→ **Exercise task**:
Please edit the data below, replacing every occurrence of "separate parts" with "distinct pieces" and keeping everything else unchanged. Omit the pictures from your answer.

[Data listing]
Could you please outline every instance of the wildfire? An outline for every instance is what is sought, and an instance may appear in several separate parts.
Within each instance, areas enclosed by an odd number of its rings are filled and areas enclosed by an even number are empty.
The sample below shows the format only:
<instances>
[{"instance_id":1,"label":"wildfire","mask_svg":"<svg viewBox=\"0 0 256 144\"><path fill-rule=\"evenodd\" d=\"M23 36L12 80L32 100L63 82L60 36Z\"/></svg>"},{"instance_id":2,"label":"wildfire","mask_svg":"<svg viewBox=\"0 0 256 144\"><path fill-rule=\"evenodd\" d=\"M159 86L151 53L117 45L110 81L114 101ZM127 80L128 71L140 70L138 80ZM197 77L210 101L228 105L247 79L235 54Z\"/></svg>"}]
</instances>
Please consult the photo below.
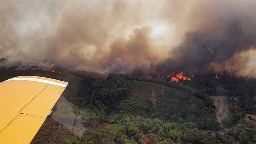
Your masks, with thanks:
<instances>
[{"instance_id":1,"label":"wildfire","mask_svg":"<svg viewBox=\"0 0 256 144\"><path fill-rule=\"evenodd\" d=\"M54 68L52 69L52 70L51 70L50 71L52 73L55 73L55 70L54 70Z\"/></svg>"},{"instance_id":2,"label":"wildfire","mask_svg":"<svg viewBox=\"0 0 256 144\"><path fill-rule=\"evenodd\" d=\"M187 80L189 81L191 79L190 78L185 76L183 75L183 74L184 73L180 72L179 74L176 75L176 76L181 80L183 79L184 80Z\"/></svg>"},{"instance_id":3,"label":"wildfire","mask_svg":"<svg viewBox=\"0 0 256 144\"><path fill-rule=\"evenodd\" d=\"M176 81L176 82L179 82L179 80L175 77L172 77L172 78L171 79L171 80L172 81Z\"/></svg>"}]
</instances>

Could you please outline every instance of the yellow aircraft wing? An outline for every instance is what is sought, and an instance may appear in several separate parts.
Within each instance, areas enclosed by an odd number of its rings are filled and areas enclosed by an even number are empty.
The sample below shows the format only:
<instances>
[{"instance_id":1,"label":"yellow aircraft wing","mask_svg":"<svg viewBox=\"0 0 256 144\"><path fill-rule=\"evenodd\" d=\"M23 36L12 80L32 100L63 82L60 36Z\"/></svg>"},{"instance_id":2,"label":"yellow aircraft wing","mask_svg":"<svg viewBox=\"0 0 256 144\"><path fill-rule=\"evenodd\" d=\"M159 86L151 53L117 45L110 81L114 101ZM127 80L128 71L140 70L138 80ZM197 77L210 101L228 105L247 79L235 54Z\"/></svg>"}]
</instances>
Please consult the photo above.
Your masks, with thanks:
<instances>
[{"instance_id":1,"label":"yellow aircraft wing","mask_svg":"<svg viewBox=\"0 0 256 144\"><path fill-rule=\"evenodd\" d=\"M29 143L68 83L22 76L0 83L0 144Z\"/></svg>"}]
</instances>

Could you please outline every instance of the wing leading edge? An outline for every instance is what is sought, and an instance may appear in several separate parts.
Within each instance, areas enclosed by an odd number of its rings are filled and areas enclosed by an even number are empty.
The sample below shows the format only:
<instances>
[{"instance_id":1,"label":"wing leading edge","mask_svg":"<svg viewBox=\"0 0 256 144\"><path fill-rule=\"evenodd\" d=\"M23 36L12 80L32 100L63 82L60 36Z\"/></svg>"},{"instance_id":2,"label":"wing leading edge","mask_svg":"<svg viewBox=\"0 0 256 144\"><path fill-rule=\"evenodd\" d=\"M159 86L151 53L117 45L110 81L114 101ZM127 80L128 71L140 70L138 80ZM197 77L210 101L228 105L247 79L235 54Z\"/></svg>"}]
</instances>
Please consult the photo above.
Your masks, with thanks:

→ **Solved problem**:
Could you please outline every instance of the wildfire? An outline for every instance is what is sought, and an instance may appear in several distinct pieces.
Within each instance, areas enclosed by an odd number of its rings are filled and areas enclosed by an even number are empty.
The sample below shows the format only:
<instances>
[{"instance_id":1,"label":"wildfire","mask_svg":"<svg viewBox=\"0 0 256 144\"><path fill-rule=\"evenodd\" d=\"M23 36L12 80L32 100L63 82L60 36Z\"/></svg>"},{"instance_id":2,"label":"wildfire","mask_svg":"<svg viewBox=\"0 0 256 144\"><path fill-rule=\"evenodd\" d=\"M159 86L151 53L117 45L110 81L114 101ZM127 80L128 71L140 70L138 80ZM197 77L210 101L228 105L247 79L235 54Z\"/></svg>"}]
</instances>
Please consult the photo below.
Your masks, with thanks:
<instances>
[{"instance_id":1,"label":"wildfire","mask_svg":"<svg viewBox=\"0 0 256 144\"><path fill-rule=\"evenodd\" d=\"M54 68L52 69L52 70L51 70L50 71L52 73L55 73L55 70L54 70Z\"/></svg>"},{"instance_id":2,"label":"wildfire","mask_svg":"<svg viewBox=\"0 0 256 144\"><path fill-rule=\"evenodd\" d=\"M187 80L189 81L191 79L190 78L185 76L183 75L183 74L184 73L180 72L179 74L176 75L176 76L181 80L183 79L184 80Z\"/></svg>"},{"instance_id":3,"label":"wildfire","mask_svg":"<svg viewBox=\"0 0 256 144\"><path fill-rule=\"evenodd\" d=\"M176 81L176 82L179 82L179 80L175 77L172 77L172 78L171 79L171 80L172 81Z\"/></svg>"}]
</instances>

Could you please outline every instance of the yellow aircraft wing? An outline for every instance is what is sought, and an instance may appear in several distinct pieces.
Within each instance, areas enclosed by an odd number of its rings are filled and areas enclosed by an even number are empty.
The sample below shows the format only:
<instances>
[{"instance_id":1,"label":"yellow aircraft wing","mask_svg":"<svg viewBox=\"0 0 256 144\"><path fill-rule=\"evenodd\" d=\"M23 36L12 80L32 100L63 82L60 36Z\"/></svg>"},{"instance_id":2,"label":"yellow aircraft wing","mask_svg":"<svg viewBox=\"0 0 256 144\"><path fill-rule=\"evenodd\" d=\"M159 86L151 53L117 45L110 81L114 101ZM127 80L128 71L140 70L138 80ZM197 77L210 101L228 105L247 79L235 54Z\"/></svg>"}]
</instances>
Please consult the photo above.
Your masks, with thanks:
<instances>
[{"instance_id":1,"label":"yellow aircraft wing","mask_svg":"<svg viewBox=\"0 0 256 144\"><path fill-rule=\"evenodd\" d=\"M29 143L68 83L22 76L0 83L0 144Z\"/></svg>"}]
</instances>

Could you please outline every instance of the wing leading edge? An outline for every instance is what is sought, and an instance may appear in several distinct pieces.
Within each instance, areas enclosed by an odd number of its rings are filled and areas enclosed by an even number are empty.
The sample below shows the format only:
<instances>
[{"instance_id":1,"label":"wing leading edge","mask_svg":"<svg viewBox=\"0 0 256 144\"><path fill-rule=\"evenodd\" d=\"M23 36L12 80L32 100L63 82L60 36Z\"/></svg>"},{"instance_id":2,"label":"wing leading edge","mask_svg":"<svg viewBox=\"0 0 256 144\"><path fill-rule=\"evenodd\" d=\"M159 86L151 53L117 45L110 81L114 101ZM127 80L128 71L140 70L138 80ZM197 77L210 101L228 105L247 79L235 54Z\"/></svg>"}]
</instances>
Please consult the photo above.
Your masks, with thanks:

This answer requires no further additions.